### Task to carry out
Can you print the whole listing below verbatim, line for line?
-- start --
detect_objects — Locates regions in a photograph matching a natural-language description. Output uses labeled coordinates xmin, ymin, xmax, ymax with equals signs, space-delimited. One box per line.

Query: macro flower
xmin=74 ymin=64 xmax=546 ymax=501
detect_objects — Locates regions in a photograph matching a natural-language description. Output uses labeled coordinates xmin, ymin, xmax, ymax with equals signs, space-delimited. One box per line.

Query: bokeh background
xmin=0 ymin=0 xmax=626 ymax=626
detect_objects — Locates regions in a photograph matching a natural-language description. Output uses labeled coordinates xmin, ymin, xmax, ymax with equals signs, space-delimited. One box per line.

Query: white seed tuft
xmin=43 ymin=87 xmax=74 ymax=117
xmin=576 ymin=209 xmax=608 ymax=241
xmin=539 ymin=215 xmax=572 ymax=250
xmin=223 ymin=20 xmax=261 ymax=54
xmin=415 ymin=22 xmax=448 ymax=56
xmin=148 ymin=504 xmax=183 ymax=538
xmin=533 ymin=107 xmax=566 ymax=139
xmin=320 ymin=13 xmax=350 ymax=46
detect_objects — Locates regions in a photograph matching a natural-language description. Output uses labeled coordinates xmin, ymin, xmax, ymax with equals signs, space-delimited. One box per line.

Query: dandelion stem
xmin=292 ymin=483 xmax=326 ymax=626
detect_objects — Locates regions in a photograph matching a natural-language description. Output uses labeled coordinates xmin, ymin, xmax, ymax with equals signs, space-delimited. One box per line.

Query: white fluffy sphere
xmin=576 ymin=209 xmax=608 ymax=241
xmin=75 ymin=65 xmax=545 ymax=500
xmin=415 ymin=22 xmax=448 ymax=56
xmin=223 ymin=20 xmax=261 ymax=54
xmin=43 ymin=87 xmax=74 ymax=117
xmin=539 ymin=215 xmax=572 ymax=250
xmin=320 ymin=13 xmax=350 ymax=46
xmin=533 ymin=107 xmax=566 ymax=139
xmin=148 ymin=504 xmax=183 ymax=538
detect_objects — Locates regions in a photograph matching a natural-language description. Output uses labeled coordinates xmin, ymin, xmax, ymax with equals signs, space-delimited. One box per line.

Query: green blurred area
-- end --
### Completed task
detect_objects — Locates regions in a photograph matching a natural-language description. Output uses labeled coordinates xmin, ymin, xmax, ymax with equals signs, space-delimited. One box per line.

Query: macro flower
xmin=74 ymin=64 xmax=546 ymax=501
detect_objects — Locates regions in a photograph matching a natural-language description. Output uses labeled coordinates xmin, ymin, xmax, ymax with equals signs, space-delimited. One box per line.

Query: bokeh background
xmin=0 ymin=0 xmax=626 ymax=626
detect_objects — Locates regions in a photograph matching a natural-language description. Output uses labeled coordinates xmin, ymin, xmax, ymax with equals signs, space-delimited. One box per line.

Query: white seed tuft
xmin=43 ymin=87 xmax=74 ymax=117
xmin=576 ymin=209 xmax=608 ymax=241
xmin=539 ymin=215 xmax=572 ymax=250
xmin=223 ymin=20 xmax=261 ymax=54
xmin=415 ymin=22 xmax=448 ymax=56
xmin=148 ymin=504 xmax=183 ymax=538
xmin=533 ymin=107 xmax=566 ymax=139
xmin=320 ymin=13 xmax=350 ymax=46
detect_objects — Locates regions in a photograph matching a natural-language description. Output uses labeled coordinates xmin, ymin, xmax, ymax with equals signs, space-delimited. One box per line.

Query: dandelion stem
xmin=292 ymin=483 xmax=326 ymax=626
detect_objects — Locates regions in a photograph matching a natural-language description. Output uses labeled coordinates xmin, ymin, xmax, ymax with equals signs, space-delimited. One box per line.

Query: white fluffy sphere
xmin=576 ymin=209 xmax=608 ymax=241
xmin=75 ymin=65 xmax=545 ymax=500
xmin=415 ymin=22 xmax=448 ymax=56
xmin=223 ymin=20 xmax=261 ymax=54
xmin=43 ymin=87 xmax=74 ymax=117
xmin=539 ymin=215 xmax=572 ymax=250
xmin=320 ymin=13 xmax=350 ymax=46
xmin=533 ymin=107 xmax=566 ymax=139
xmin=148 ymin=504 xmax=183 ymax=538
detect_objects — Locates regions in a photograph matching a natural-language description. Output uses labeled coordinates xmin, ymin, xmax, ymax with equals signs, space-delimited. One box per line.

Query: green blurred area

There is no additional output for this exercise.